GIVEN PROBLEM:
Rewrite everything from the line containing "Target: van wheel" down to the line containing "x=623 y=581", both lines included, scaling each answer's x and y coordinates by 0.6 and rounding to whole numbers with halves going up. Keep every line, and leave numbers outside the answers unchanged.

────────────────────

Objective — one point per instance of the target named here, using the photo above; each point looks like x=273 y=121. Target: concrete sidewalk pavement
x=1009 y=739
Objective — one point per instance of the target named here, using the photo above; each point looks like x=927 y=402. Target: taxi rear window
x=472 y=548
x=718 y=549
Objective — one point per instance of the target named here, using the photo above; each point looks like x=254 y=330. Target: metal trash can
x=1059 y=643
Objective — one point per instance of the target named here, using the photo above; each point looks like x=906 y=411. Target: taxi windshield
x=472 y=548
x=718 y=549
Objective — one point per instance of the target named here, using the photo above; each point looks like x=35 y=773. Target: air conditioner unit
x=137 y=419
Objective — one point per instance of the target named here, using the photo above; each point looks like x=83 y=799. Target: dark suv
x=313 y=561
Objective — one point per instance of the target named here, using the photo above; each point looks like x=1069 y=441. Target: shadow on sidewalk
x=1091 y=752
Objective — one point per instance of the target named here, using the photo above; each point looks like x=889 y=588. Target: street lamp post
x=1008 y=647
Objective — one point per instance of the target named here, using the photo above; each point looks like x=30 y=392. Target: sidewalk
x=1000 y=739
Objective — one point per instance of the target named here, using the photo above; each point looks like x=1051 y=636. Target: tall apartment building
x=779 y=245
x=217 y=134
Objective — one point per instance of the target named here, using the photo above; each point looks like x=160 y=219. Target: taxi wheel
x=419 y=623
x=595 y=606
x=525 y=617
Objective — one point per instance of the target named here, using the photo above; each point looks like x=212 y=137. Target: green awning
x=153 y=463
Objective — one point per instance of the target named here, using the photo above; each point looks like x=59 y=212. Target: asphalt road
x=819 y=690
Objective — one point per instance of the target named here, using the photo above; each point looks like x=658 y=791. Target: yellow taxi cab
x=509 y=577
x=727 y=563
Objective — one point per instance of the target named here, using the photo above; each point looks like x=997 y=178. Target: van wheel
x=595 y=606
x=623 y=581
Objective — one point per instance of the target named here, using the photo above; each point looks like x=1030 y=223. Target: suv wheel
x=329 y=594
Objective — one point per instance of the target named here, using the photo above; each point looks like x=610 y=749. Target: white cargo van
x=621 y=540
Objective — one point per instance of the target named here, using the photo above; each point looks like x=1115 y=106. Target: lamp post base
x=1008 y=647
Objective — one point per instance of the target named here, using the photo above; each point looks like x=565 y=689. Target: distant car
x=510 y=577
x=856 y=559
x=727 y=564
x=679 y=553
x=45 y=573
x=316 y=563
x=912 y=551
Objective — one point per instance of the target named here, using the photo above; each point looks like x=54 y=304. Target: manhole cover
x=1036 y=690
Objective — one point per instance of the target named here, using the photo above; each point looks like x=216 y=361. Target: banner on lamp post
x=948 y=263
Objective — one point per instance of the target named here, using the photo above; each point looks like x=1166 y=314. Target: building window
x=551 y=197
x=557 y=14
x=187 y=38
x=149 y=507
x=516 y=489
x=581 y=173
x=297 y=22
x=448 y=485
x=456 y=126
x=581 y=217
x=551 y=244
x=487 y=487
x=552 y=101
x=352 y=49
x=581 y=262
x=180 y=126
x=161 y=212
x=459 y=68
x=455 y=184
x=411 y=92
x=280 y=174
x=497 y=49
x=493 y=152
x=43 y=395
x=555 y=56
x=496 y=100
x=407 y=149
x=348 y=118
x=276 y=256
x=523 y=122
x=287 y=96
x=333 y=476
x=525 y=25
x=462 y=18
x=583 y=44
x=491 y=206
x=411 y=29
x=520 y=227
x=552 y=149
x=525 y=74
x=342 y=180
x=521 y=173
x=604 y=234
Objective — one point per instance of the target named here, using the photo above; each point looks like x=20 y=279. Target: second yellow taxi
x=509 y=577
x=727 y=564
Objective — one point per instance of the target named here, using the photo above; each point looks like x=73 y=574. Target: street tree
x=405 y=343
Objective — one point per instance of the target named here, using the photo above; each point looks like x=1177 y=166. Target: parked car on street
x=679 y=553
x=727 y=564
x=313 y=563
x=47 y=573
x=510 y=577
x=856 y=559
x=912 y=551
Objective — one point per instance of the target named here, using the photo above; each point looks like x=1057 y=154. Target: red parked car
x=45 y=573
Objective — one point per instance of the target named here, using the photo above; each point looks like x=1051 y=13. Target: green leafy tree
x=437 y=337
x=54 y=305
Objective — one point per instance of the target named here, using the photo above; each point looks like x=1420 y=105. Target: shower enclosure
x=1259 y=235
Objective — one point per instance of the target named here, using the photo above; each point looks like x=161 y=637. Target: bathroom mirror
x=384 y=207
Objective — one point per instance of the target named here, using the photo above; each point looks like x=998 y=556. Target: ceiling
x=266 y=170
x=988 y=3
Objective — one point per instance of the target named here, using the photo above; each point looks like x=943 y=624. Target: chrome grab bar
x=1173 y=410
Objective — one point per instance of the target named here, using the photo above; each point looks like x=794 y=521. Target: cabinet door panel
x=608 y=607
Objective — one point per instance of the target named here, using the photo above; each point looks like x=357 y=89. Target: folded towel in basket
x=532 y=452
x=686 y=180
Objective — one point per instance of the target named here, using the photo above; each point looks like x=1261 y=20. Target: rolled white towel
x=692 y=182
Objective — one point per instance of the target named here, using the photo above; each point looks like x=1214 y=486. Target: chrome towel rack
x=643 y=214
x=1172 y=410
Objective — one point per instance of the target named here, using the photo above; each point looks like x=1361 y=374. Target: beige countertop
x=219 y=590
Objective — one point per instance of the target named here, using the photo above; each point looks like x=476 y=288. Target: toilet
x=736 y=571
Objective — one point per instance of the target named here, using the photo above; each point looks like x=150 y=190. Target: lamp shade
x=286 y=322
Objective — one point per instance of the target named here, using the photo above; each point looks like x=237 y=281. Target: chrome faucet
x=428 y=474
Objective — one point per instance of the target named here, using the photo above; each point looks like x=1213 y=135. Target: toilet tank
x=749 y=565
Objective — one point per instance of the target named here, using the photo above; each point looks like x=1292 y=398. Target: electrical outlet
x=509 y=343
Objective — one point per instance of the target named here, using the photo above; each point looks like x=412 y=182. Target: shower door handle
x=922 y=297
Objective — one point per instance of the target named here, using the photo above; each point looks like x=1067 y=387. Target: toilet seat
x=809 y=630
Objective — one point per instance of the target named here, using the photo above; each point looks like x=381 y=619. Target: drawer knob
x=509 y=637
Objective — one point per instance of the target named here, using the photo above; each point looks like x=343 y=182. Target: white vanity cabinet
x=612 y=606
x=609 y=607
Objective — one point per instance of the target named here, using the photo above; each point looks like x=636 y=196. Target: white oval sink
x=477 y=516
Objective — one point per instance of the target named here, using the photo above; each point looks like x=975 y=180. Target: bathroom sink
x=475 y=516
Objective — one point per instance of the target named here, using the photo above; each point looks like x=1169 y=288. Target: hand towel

────────────────────

OUTPUT FOR THIS EXERCISE:
Objective — one point per instance of the target named here, using the photo above; each point looks like x=997 y=178. Target: van wheel
x=357 y=364
x=374 y=349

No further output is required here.